Dataset items:
+ + + + + + +

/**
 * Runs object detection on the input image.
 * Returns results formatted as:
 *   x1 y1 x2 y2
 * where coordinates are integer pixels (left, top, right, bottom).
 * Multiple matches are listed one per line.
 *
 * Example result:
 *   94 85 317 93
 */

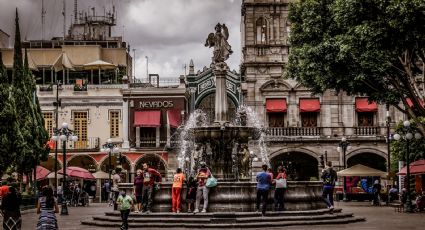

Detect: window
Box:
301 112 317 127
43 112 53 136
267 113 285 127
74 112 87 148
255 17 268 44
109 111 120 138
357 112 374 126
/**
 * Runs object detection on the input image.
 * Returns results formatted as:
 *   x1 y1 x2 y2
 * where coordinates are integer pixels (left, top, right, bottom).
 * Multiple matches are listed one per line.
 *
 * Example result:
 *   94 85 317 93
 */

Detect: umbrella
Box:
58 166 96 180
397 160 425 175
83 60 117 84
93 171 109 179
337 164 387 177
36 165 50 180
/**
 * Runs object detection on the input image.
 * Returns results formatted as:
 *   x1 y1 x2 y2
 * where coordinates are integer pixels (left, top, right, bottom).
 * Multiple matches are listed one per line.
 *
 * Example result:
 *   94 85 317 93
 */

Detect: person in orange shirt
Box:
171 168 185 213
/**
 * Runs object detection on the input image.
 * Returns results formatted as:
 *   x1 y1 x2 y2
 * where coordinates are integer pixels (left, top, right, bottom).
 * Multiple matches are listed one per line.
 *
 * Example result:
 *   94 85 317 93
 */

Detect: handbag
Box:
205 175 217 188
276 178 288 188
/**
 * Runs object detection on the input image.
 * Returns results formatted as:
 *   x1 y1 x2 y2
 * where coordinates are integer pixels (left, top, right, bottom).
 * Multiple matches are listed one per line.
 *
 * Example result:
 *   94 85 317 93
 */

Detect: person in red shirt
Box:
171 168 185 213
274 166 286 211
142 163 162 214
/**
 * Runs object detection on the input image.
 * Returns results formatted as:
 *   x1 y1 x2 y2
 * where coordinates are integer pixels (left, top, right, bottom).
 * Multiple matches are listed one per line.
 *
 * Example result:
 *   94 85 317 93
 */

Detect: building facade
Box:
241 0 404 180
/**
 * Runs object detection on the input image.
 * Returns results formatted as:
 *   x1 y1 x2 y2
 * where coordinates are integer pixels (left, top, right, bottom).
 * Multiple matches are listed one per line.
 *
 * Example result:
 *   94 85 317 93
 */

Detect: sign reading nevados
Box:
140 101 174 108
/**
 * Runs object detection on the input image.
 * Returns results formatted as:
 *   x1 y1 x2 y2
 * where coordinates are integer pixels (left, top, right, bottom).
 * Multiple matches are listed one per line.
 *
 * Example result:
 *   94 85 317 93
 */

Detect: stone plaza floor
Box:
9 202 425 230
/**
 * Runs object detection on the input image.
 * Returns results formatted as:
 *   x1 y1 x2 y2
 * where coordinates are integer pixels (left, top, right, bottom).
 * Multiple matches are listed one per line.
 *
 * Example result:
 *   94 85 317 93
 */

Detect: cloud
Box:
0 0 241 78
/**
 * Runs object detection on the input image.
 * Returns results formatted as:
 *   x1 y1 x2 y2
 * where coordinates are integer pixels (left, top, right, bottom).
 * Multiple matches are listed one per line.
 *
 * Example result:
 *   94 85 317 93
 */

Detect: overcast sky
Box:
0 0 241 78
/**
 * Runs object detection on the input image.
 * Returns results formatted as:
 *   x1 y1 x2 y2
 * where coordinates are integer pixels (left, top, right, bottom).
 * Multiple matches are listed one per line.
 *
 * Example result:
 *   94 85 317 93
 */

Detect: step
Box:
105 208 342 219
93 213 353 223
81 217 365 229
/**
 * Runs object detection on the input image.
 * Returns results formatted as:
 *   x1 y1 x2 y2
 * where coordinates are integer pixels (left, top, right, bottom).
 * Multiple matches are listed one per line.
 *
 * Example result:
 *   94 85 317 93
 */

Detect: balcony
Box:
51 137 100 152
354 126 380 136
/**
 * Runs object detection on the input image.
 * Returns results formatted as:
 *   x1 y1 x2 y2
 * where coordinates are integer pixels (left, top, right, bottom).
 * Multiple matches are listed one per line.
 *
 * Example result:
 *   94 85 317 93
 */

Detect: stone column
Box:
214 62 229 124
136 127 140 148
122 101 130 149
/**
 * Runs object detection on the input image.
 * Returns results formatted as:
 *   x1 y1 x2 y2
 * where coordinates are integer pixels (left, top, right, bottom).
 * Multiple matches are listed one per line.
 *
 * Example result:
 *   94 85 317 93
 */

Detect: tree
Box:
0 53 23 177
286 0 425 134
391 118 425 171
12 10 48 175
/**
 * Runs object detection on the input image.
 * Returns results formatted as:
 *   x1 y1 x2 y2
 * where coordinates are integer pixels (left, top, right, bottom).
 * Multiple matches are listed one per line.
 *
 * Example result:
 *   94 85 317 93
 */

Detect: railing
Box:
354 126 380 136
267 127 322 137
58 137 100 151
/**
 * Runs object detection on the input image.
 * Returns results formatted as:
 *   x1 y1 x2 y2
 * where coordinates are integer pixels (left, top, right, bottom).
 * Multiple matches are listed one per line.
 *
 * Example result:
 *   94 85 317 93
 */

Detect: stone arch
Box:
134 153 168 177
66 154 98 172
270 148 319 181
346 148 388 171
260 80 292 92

+ + + + + + +

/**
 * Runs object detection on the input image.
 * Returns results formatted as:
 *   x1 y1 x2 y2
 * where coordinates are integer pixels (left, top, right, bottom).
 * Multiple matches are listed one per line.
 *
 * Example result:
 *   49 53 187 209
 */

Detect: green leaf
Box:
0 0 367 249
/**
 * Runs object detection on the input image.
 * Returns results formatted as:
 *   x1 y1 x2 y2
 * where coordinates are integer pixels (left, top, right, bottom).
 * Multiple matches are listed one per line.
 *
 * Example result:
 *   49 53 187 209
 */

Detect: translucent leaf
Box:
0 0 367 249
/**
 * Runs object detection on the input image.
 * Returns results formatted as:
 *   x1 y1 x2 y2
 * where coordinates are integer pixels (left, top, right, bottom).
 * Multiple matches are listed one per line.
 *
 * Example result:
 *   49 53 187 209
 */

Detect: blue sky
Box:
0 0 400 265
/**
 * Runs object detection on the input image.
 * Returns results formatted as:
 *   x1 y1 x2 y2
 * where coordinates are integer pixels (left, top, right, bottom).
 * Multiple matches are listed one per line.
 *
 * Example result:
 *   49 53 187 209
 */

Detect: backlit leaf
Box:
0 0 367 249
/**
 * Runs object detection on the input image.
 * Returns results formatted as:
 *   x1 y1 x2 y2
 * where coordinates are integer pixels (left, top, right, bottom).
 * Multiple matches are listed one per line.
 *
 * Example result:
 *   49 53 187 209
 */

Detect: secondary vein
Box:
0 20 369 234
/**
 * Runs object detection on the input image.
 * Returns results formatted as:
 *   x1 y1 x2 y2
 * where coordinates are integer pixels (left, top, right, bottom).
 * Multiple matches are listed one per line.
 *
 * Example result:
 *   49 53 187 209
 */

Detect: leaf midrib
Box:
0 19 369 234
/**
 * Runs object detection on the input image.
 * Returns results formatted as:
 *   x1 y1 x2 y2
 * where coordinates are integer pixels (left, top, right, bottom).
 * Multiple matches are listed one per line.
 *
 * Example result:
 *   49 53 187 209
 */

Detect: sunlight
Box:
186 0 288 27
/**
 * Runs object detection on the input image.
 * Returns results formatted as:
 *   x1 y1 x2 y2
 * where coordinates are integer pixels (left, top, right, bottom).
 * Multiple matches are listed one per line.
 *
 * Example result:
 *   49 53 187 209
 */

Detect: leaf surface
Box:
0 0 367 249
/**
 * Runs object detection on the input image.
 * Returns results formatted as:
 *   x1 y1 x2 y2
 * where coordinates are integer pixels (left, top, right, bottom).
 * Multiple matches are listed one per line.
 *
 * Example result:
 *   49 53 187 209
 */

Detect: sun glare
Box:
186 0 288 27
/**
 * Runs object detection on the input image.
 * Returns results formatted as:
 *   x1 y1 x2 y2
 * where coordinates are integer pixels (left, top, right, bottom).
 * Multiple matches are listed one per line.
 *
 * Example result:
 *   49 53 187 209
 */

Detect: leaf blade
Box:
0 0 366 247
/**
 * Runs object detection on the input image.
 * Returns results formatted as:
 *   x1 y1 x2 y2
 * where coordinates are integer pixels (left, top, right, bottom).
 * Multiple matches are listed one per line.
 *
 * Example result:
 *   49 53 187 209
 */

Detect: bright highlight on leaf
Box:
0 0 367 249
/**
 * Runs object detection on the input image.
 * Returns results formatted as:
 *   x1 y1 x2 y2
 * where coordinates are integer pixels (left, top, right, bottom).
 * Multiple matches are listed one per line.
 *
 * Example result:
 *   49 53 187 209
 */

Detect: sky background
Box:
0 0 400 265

+ + + + + + +

:: Directive ::
Could you collect every line in the entries above that contains the string "stone" and copy each one out?

:: Answer to this task ::
Detect: stone plaza floor
Detect: stone column
Detect: stone arch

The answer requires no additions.